> **Stated exercise**
Restate each entry word for word, leaving nothing out.
— BEGIN Input material —
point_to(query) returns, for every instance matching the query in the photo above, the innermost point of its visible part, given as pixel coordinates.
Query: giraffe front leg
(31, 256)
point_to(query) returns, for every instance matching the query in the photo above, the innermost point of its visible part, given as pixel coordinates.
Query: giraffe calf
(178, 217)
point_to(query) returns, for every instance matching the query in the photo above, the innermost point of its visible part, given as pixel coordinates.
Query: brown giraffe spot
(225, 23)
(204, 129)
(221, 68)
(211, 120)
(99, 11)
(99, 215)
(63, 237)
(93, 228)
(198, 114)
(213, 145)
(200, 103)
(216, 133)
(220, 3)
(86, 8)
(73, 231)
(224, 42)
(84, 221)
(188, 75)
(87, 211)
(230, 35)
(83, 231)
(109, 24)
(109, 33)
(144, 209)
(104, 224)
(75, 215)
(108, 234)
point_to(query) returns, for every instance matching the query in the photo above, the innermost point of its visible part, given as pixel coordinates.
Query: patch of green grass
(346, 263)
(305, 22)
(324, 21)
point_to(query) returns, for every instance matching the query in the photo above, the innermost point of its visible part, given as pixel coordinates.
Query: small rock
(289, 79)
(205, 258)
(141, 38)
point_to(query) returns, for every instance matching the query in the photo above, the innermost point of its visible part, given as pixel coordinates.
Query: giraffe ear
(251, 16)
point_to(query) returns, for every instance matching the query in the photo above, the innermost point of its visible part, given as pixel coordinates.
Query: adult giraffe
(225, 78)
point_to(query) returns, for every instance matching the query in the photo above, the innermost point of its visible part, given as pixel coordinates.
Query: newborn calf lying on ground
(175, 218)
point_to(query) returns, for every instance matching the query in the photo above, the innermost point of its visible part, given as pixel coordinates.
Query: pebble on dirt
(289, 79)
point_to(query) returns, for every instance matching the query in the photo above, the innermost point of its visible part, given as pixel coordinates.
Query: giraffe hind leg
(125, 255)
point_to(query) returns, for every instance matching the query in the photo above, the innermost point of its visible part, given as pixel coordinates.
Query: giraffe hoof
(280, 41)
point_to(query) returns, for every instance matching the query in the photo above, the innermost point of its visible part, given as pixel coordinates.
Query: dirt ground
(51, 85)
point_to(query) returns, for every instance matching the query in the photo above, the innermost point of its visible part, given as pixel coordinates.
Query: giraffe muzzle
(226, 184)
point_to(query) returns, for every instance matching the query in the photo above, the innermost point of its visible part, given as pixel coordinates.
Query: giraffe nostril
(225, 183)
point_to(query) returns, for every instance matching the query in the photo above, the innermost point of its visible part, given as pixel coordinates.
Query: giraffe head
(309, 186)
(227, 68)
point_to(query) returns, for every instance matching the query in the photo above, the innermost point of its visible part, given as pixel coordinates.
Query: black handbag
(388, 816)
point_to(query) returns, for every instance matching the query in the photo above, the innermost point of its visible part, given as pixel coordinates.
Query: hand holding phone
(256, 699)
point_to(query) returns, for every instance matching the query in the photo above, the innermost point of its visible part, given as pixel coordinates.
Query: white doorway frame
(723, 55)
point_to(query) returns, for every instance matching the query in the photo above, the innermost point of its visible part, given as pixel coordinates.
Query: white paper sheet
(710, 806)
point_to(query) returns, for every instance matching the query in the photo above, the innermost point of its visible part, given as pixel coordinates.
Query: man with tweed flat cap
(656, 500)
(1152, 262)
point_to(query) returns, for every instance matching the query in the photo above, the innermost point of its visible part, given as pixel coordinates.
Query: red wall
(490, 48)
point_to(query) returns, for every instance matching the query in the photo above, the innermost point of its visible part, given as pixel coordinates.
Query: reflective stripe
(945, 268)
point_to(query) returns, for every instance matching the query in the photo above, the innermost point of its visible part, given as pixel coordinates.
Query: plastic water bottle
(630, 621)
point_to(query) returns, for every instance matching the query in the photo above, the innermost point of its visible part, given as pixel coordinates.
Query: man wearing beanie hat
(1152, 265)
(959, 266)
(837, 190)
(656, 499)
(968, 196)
— END Input material —
> **Answer to this task**
point_to(query) returns, for every instance matching the query in the photo above, the innermost point of its visible part, given as pixel coordinates.
Query: giraffe front leg
(31, 256)
point_to(query) returns, for every instance matching the query in the photo above, the innermost point of its visible part, given as pixel coordinates.
Query: giraffe calf
(178, 217)
point_to(query) returns, for every instance matching the query in the photo above, the innermost point of its visible part, given as pixel coordinates.
Query: brown giraffe spot
(225, 23)
(204, 129)
(221, 68)
(211, 120)
(99, 11)
(99, 215)
(63, 237)
(93, 228)
(198, 114)
(213, 145)
(200, 103)
(216, 133)
(220, 3)
(86, 8)
(73, 231)
(224, 42)
(84, 221)
(188, 75)
(87, 211)
(230, 35)
(83, 231)
(109, 24)
(109, 33)
(144, 209)
(104, 224)
(75, 215)
(108, 234)
point_to(query) returns, for every instance matching the query in the photo above, the innermost point of its visible part, given as pixel coordinates.
Query: patch of green grass
(346, 263)
(305, 22)
(324, 21)
point_to(query) returns, for every instance matching the query in the photo above, the innermost point of its visible part, given as pixel coordinates.
Query: small rock
(289, 79)
(205, 258)
(141, 38)
point_to(query) returns, for every instance matching the query in the photo above, the innermost point of its visible part, given as pixel coordinates.
Query: giraffe ear
(251, 16)
point_to(query) returns, for every instance matching the query in the photo above, the innermost point of its visible part, given as pixel coordinates.
Query: adult giraffe
(225, 78)
point_to(query) returns, for every instance matching the query in the photo above, the innermost point of its visible part, given as pixel coordinates.
Query: newborn calf lying on ground
(175, 218)
point_to(query) returns, for every instance matching the query in the photo above, the innermost point of its visible part, given as pixel coordinates.
Query: pebble on dirt
(289, 79)
point_to(query) returns, for every instance matching the query in the photo above, the innermost point of its visible part, given as pixel coordinates.
Query: giraffe hind leg
(125, 255)
point_to(query) returns, for every instance matching the query in the photo above, the innermost point of its visible part, given as pixel coordinates.
Query: giraffe hoof
(280, 41)
point_to(query) returns, for every instance matching the query in the photo above, the innermost point of its visible part, given as pixel coordinates.
Query: dirt ground
(51, 85)
point_to(query) returns, for every instance matching the query in the photo above, the innermost point of its visible part, given as pixel coordinates.
Query: giraffe muzzle
(226, 184)
point_to(query) returns, for every instance matching the query in the photo above, the innermost point of its visible part, given as pixel coordinates.
Query: giraffe nostril
(225, 183)
point_to(query) returns, for every instance matching the query in the photo above, the innermost point of its visible part, given as pixel coordinates.
Query: giraffe head
(309, 186)
(227, 68)
point_to(query) returns, for every instance matching the query in the photo above, the innermost point of its visible part, given as pixel coordinates.
Query: black handbag
(388, 816)
point_to(query) returns, for every instance matching the query in the photo above, the innermost point of its visible part, given as pixel coordinates.
Query: hand holding phone
(256, 699)
point_to(query) returns, for every instance matching the query in the photo above, the innermost point of its visible part, given as pixel coordinates.
Query: white doorway frame
(723, 55)
point_to(query) returns, for every instance matching the query in the photo above, the innermost point of its visible part, given as pixel coordinates.
Query: white paper sheet
(710, 806)
point_to(query) returns, for every instance matching the query in the photo above, the innermost point of its visible part, given as pixel coordinates.
Query: man with tweed flat cap
(656, 500)
(1152, 262)
point_to(query) returns, for every instance matching the query in the photo above, the innermost point of its visible part, given as pixel coordinates.
Query: red wall
(490, 48)
point_to(query) returns, for every instance matching the query in the photo above, the innermost point of its visible part, given as pixel coordinates.
Query: reflective stripe
(945, 268)
point_to(query) returns, for every instance matching the query in the photo above, the innermost point of its visible part, given as pixel coordinates.
Query: plastic water bottle
(630, 621)
point_to(query) returns, for every instance matching the query in the photo above, the innermost point of its visible part, given as pixel coordinates.
Query: man wearing beanie hat
(1152, 265)
(959, 266)
(837, 190)
(656, 499)
(968, 196)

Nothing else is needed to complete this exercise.